### [REQUIREMENTS]
Recast every line of the records below as a Markdown table with the columns "Row" and "Line," giving each line a row number. Skip blank lines and omit the pictures.

Records of labeled points
######

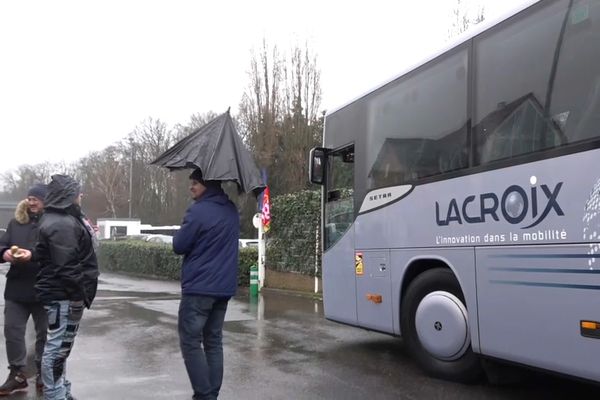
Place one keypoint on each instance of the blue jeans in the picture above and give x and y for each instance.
(63, 322)
(201, 339)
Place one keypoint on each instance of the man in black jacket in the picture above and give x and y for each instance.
(67, 280)
(20, 301)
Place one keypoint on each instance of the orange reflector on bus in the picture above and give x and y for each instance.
(590, 329)
(375, 298)
(590, 325)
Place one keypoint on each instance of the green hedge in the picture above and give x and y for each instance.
(157, 260)
(295, 218)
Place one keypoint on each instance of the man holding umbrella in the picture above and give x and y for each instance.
(208, 240)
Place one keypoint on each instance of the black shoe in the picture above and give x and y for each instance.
(39, 385)
(16, 381)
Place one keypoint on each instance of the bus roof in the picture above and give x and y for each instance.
(455, 42)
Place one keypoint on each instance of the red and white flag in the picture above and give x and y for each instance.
(266, 210)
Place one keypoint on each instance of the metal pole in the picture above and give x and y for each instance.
(130, 175)
(261, 256)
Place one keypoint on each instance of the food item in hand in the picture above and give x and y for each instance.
(16, 252)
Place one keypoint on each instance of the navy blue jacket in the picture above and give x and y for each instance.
(208, 239)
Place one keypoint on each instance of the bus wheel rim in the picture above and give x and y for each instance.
(441, 322)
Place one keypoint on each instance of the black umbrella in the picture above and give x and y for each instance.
(217, 149)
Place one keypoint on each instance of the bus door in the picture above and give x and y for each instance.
(339, 287)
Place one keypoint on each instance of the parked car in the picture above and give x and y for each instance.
(248, 243)
(147, 237)
(158, 238)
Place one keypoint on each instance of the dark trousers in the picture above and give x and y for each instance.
(16, 315)
(201, 339)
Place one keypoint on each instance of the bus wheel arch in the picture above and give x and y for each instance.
(434, 323)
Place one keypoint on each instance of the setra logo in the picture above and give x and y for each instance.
(514, 206)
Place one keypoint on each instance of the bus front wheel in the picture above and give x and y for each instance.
(434, 325)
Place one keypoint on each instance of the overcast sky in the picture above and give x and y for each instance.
(76, 76)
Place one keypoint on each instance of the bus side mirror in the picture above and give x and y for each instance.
(316, 169)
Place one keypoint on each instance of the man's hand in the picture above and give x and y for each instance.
(7, 257)
(25, 255)
(21, 256)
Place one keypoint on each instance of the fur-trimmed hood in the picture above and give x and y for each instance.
(21, 214)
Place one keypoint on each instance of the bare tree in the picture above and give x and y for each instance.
(261, 105)
(463, 17)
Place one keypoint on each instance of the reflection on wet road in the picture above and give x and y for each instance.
(279, 347)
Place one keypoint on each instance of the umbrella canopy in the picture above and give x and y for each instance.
(217, 149)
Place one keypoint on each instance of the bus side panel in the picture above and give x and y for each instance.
(339, 282)
(374, 292)
(531, 302)
(460, 260)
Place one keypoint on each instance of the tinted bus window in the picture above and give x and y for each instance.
(417, 126)
(575, 100)
(529, 78)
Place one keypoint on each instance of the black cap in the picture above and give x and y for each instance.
(38, 191)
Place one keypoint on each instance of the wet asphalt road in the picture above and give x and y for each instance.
(280, 348)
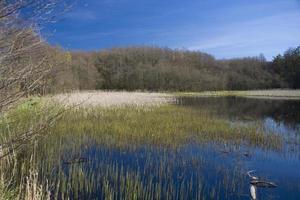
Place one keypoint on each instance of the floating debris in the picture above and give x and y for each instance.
(255, 183)
(76, 161)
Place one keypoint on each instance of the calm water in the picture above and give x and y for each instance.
(205, 171)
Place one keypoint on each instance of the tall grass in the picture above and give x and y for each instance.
(40, 169)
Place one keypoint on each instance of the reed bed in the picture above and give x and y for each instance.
(107, 138)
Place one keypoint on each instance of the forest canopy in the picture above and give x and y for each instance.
(164, 69)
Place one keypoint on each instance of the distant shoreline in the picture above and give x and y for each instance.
(265, 94)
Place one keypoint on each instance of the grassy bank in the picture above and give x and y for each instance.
(274, 94)
(41, 163)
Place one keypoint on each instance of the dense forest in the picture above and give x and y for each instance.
(163, 69)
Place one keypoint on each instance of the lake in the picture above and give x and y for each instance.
(91, 166)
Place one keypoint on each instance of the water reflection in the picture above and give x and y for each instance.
(282, 116)
(191, 171)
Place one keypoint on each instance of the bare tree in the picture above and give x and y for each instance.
(25, 59)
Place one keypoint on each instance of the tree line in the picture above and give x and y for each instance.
(164, 69)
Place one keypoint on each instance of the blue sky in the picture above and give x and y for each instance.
(223, 28)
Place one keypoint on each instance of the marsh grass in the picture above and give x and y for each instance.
(166, 125)
(39, 168)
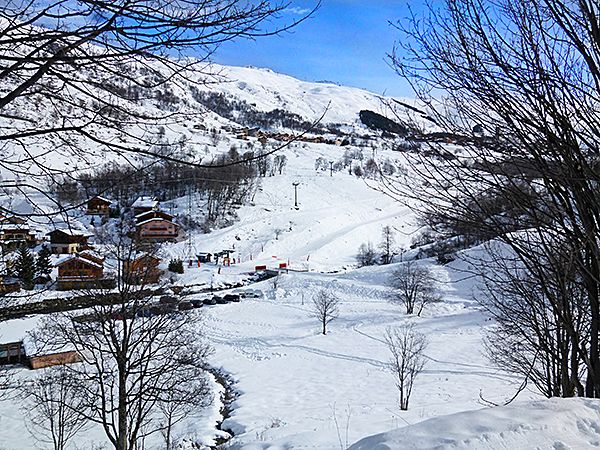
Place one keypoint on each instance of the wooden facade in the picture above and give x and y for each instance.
(143, 270)
(8, 285)
(54, 359)
(12, 353)
(98, 206)
(14, 232)
(144, 204)
(142, 217)
(157, 229)
(78, 267)
(83, 271)
(67, 242)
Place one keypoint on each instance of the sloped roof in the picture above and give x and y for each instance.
(145, 202)
(154, 219)
(72, 256)
(101, 199)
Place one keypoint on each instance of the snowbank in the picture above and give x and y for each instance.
(559, 424)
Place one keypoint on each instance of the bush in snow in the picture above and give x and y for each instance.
(415, 287)
(325, 308)
(407, 348)
(366, 255)
(176, 265)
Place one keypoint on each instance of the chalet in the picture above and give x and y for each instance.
(12, 353)
(98, 206)
(14, 232)
(204, 257)
(67, 241)
(8, 285)
(142, 270)
(157, 229)
(142, 217)
(82, 270)
(144, 204)
(54, 359)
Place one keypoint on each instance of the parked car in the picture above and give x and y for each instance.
(163, 308)
(185, 306)
(145, 312)
(168, 299)
(219, 300)
(232, 297)
(251, 293)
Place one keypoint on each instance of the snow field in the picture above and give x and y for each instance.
(292, 379)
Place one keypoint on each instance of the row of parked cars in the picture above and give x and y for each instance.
(170, 304)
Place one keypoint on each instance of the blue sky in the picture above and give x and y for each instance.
(346, 42)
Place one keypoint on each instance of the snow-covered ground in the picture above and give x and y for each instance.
(299, 389)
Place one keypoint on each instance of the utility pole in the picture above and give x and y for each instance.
(295, 184)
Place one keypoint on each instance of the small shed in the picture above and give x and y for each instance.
(144, 204)
(153, 214)
(98, 206)
(67, 241)
(8, 285)
(157, 229)
(12, 353)
(82, 271)
(204, 257)
(142, 269)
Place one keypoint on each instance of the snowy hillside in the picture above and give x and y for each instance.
(297, 388)
(543, 424)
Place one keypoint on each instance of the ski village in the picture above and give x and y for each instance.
(204, 256)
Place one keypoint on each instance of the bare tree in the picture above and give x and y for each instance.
(415, 287)
(131, 365)
(366, 255)
(54, 411)
(279, 163)
(143, 363)
(407, 347)
(325, 308)
(387, 245)
(74, 73)
(527, 73)
(179, 402)
(532, 337)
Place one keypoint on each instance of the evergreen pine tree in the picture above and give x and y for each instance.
(25, 267)
(42, 263)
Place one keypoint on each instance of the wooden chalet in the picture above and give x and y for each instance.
(12, 353)
(8, 285)
(145, 204)
(204, 257)
(142, 270)
(83, 270)
(142, 217)
(54, 359)
(157, 229)
(67, 241)
(98, 206)
(14, 232)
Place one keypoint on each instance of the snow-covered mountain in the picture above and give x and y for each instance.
(297, 388)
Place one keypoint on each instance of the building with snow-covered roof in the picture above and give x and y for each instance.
(82, 271)
(145, 204)
(98, 206)
(142, 217)
(142, 269)
(67, 241)
(157, 229)
(14, 232)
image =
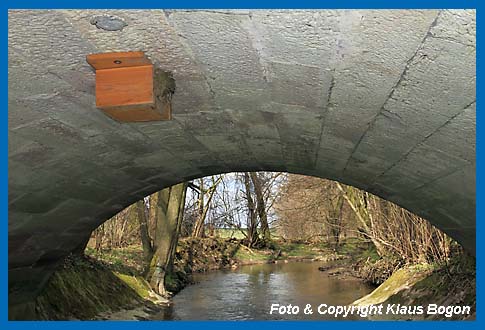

######

### [RESPONSE TO THE EXERCISE]
| Row | Line |
|---|---|
| 1 | Place one keypoint on each instance of the blue jeans in the picture above and give x and y for each instance. |
| 2 | (63, 322) |
| 3 | (201, 339) |
| 4 | Place one keypoint on each instance of the man in black jacket in the picture above and give x and y for each instance. |
| 5 | (67, 280) |
| 6 | (20, 301) |
| 7 | Place one keypoint on each instance of the orange reflector on bus in the picture above and give x and y for each instance. |
| 8 | (590, 329) |
| 9 | (375, 298) |
| 10 | (590, 325) |
| 11 | Place one keypoint on each instance of the green hedge in the picture above and give x and y for each instance. |
| 12 | (157, 260) |
| 13 | (295, 218) |
| 14 | Place one keypoint on each instance of the man holding umbrella in the picture above and give x and y for each instance. |
| 15 | (208, 240) |
| 16 | Place one keypoint on each instance of the black shoe in the picture above and give x and y for each instance. |
| 17 | (39, 385) |
| 18 | (16, 381) |
| 19 | Place one keypoint on each instance of the bus roof in the picture above and give x and y for each instance. |
| 20 | (455, 42) |
| 21 | Place one keypoint on each instance of the red and white flag in the picture above and give x and y for each instance. |
| 22 | (266, 210) |
| 23 | Place one keypoint on each instance of the metal pole in the picture above and give x and y for each instance. |
| 24 | (130, 175) |
| 25 | (261, 256) |
| 26 | Place one keypoint on each instance of the food item in hand in the picture above and give x and y for each instance. |
| 27 | (16, 252) |
| 28 | Place one keypoint on each instance of the navy blue jacket in the picture above and give x and y for each instance. |
| 29 | (208, 239) |
| 30 | Place one keypoint on each instance of the bus wheel rim in the picture above and give x and y for each instance. |
| 31 | (441, 322) |
| 32 | Place one keypoint on each instance of the black umbrella in the picture above and give x and y for each instance. |
| 33 | (217, 149) |
| 34 | Place one keypoint on each instance of the bus door in the picture above and give x and y for each instance. |
| 35 | (339, 287) |
| 36 | Place one keypoint on each instance of the parked car in the picture above and give x and y for each instance. |
| 37 | (248, 243) |
| 38 | (147, 237) |
| 39 | (158, 238) |
| 40 | Place one keypoint on each instance of the dark trousers in the picture above and give x and y for each instance. |
| 41 | (16, 315) |
| 42 | (201, 339) |
| 43 | Place one keypoint on each instance of the bus wheel arch in the picture above and give x and y for each instance. |
| 44 | (434, 323) |
| 45 | Place one keypoint on each instance of the setra logo in the picture above and give x and y for each instance. |
| 46 | (514, 206) |
| 47 | Place one keypoint on each instance of the bus front wheel in the picture above and give x and y for each instance. |
| 48 | (434, 325) |
| 49 | Place one keypoint on each instance of the overcast sky in the picture above and give x and y for each instance. |
| 50 | (76, 76) |
| 51 | Place one keypoint on each instance of the bus side mirror in the picture above and give x and y for each instance. |
| 52 | (316, 169) |
| 53 | Place one keypoint on each instance of the man's hand in the picture above and give x and y for each instance. |
| 54 | (7, 257) |
| 55 | (25, 255) |
| 56 | (21, 256) |
| 57 | Place one keypoint on each instance of the fur-trimmed hood in the picture above and give x and y for each instance. |
| 58 | (21, 214) |
| 59 | Place one keypoint on each instance of the bare tree in the picture above and give x and y for each instance. |
| 60 | (261, 105) |
| 61 | (463, 17) |
| 62 | Place one keypoint on each instance of the reflection on wet road in the picture above and give x and y for each instance. |
| 63 | (279, 347) |
| 64 | Place one keypoint on each instance of the umbrella canopy in the picture above and give x and y for each instance. |
| 65 | (217, 149) |
| 66 | Place one keypoint on each instance of the bus side panel in the picture above and give x and y for each instance. |
| 67 | (339, 282) |
| 68 | (374, 292) |
| 69 | (531, 302) |
| 70 | (460, 260) |
| 71 | Place one keypoint on each instance of the tinted bus window in the picture above and give x and y for each instance. |
| 72 | (417, 126) |
| 73 | (575, 100) |
| 74 | (529, 78) |
| 75 | Place one keypoint on each instance of the black cap in the picture above and give x and y for each instance. |
| 76 | (38, 191) |
| 77 | Place one keypoint on each instance of the wet asphalt road in the picture above and give x and y for each instance. |
| 78 | (280, 348) |
| 79 | Place one keypoint on each instance of the floating debris in the picture above and give x and y for each instance. |
| 80 | (255, 183) |
| 81 | (76, 161) |
| 82 | Place one keypoint on each instance of the calm water in the picture above and give x and y for each instance. |
| 83 | (205, 171) |
| 84 | Place one keypoint on each instance of the tall grass in the picture above and give x and y for each instance. |
| 85 | (40, 169) |
| 86 | Place one keypoint on each instance of the reed bed in the picture above and give x and y for each instance. |
| 87 | (107, 138) |
| 88 | Place one keypoint on each instance of the forest canopy in the picture above and give x and y for each instance. |
| 89 | (164, 69) |
| 90 | Place one keypoint on each instance of the distant shoreline in the picture above and give x and y for each instance. |
| 91 | (265, 94) |
| 92 | Place one keypoint on each instance of the grassy bank in the picture above and give x and y for each instance. |
| 93 | (274, 94) |
| 94 | (41, 163) |
| 95 | Place one keypoint on each instance of the dense forest in the picture above and give x and y for each instance. |
| 96 | (163, 69) |
| 97 | Place one keypoint on each instance of the lake in the picture above and give x and y for each instance. |
| 98 | (91, 166) |
| 99 | Place one keypoint on each instance of the water reflection in the picture above and give x and y for each instance. |
| 100 | (282, 116) |
| 101 | (191, 171) |
| 102 | Place one keypoint on each instance of the bare tree in the picture above and give x and y for each instance. |
| 103 | (25, 59) |
| 104 | Place one keypoint on each instance of the tree line in the picture above and give x and y for each instance. |
| 105 | (164, 69) |
| 106 | Place one keypoint on each instance of the blue sky in the picture above and give x and y for each instance. |
| 107 | (223, 28) |
| 108 | Place one keypoint on each instance of the marsh grass in the picture above and give x and y for each instance. |
| 109 | (166, 125) |
| 110 | (39, 168) |
| 111 | Place one keypoint on each instance of the wooden facade in the picture above and give x and y for each instance. |
| 112 | (143, 270) |
| 113 | (8, 285) |
| 114 | (54, 359) |
| 115 | (12, 353) |
| 116 | (98, 206) |
| 117 | (14, 232) |
| 118 | (144, 204) |
| 119 | (142, 217) |
| 120 | (157, 229) |
| 121 | (78, 267) |
| 122 | (83, 271) |
| 123 | (67, 242) |
| 124 | Place one keypoint on each instance of the sloped roof in the picture above and give x and y for each instance. |
| 125 | (145, 202) |
| 126 | (154, 219) |
| 127 | (72, 256) |
| 128 | (101, 199) |
| 129 | Place one keypoint on each instance of the snowbank in the picture above and give x and y for each instance. |
| 130 | (559, 424) |
| 131 | Place one keypoint on each instance of the bush in snow in the picture above and give x and y for each instance. |
| 132 | (415, 287) |
| 133 | (325, 308) |
| 134 | (407, 348) |
| 135 | (366, 255) |
| 136 | (176, 265) |
| 137 | Place one keypoint on each instance of the chalet in the picture above and give x and y for each instance. |
| 138 | (12, 353) |
| 139 | (98, 206) |
| 140 | (14, 232) |
| 141 | (204, 257) |
| 142 | (67, 241) |
| 143 | (8, 285) |
| 144 | (142, 270) |
| 145 | (157, 229) |
| 146 | (142, 217) |
| 147 | (82, 270) |
| 148 | (144, 204) |
| 149 | (54, 359) |
| 150 | Place one keypoint on each instance of the parked car in the picture above and give x and y for each instance. |
| 151 | (163, 308) |
| 152 | (185, 306) |
| 153 | (145, 312) |
| 154 | (168, 299) |
| 155 | (219, 300) |
| 156 | (232, 297) |
| 157 | (251, 293) |
| 158 | Place one keypoint on each instance of the snow field in the picture above and give x and y for each instance. |
| 159 | (292, 379) |
| 160 | Place one keypoint on each instance of the row of parked cars in the picture above and give x and y for each instance. |
| 161 | (170, 304) |
| 162 | Place one keypoint on each instance of the blue sky in the picture above and give x and y for each instance. |
| 163 | (346, 42) |
| 164 | Place one keypoint on each instance of the snow-covered ground in the picture above and give x and y for each instance. |
| 165 | (299, 389) |
| 166 | Place one keypoint on each instance of the utility pole in the picture above and give x and y for each instance. |
| 167 | (295, 184) |
| 168 | Place one keypoint on each instance of the small shed in the picture above and give x and y for each instance. |
| 169 | (144, 204) |
| 170 | (153, 214) |
| 171 | (98, 206) |
| 172 | (67, 241) |
| 173 | (8, 285) |
| 174 | (157, 229) |
| 175 | (12, 353) |
| 176 | (82, 271) |
| 177 | (204, 257) |
| 178 | (142, 269) |
| 179 | Place one keypoint on each instance of the snowy hillside in the picture above and give x and y for each instance. |
| 180 | (297, 388) |
| 181 | (543, 424) |
| 182 | Place one keypoint on each instance of the ski village in the picture above and give x and y for each instance. |
| 183 | (204, 256) |
| 184 | Place one keypoint on each instance of the bare tree in the picture above and give x and y for each instance. |
| 185 | (415, 287) |
| 186 | (131, 365) |
| 187 | (366, 255) |
| 188 | (54, 411) |
| 189 | (279, 163) |
| 190 | (143, 363) |
| 191 | (407, 347) |
| 192 | (325, 308) |
| 193 | (387, 245) |
| 194 | (74, 73) |
| 195 | (527, 73) |
| 196 | (179, 402) |
| 197 | (532, 337) |
| 198 | Place one keypoint on each instance of the evergreen pine tree in the picture above and give x and y for each instance. |
| 199 | (25, 267) |
| 200 | (42, 263) |
| 201 | Place one keypoint on each instance of the wooden chalet in the picture above and give x and y for each instance. |
| 202 | (12, 353) |
| 203 | (8, 285) |
| 204 | (145, 204) |
| 205 | (204, 257) |
| 206 | (142, 270) |
| 207 | (83, 270) |
| 208 | (142, 217) |
| 209 | (54, 359) |
| 210 | (157, 229) |
| 211 | (67, 241) |
| 212 | (98, 206) |
| 213 | (14, 232) |
| 214 | Place one keypoint on each instance of the snow-covered mountain in the picture above and give x and y for each instance. |
| 215 | (297, 388) |
| 216 | Place one keypoint on each instance of the building with snow-covered roof in the picture above and give x and y for each instance. |
| 217 | (82, 271) |
| 218 | (145, 204) |
| 219 | (98, 206) |
| 220 | (142, 217) |
| 221 | (142, 269) |
| 222 | (67, 241) |
| 223 | (157, 229) |
| 224 | (14, 232) |
| 225 | image = |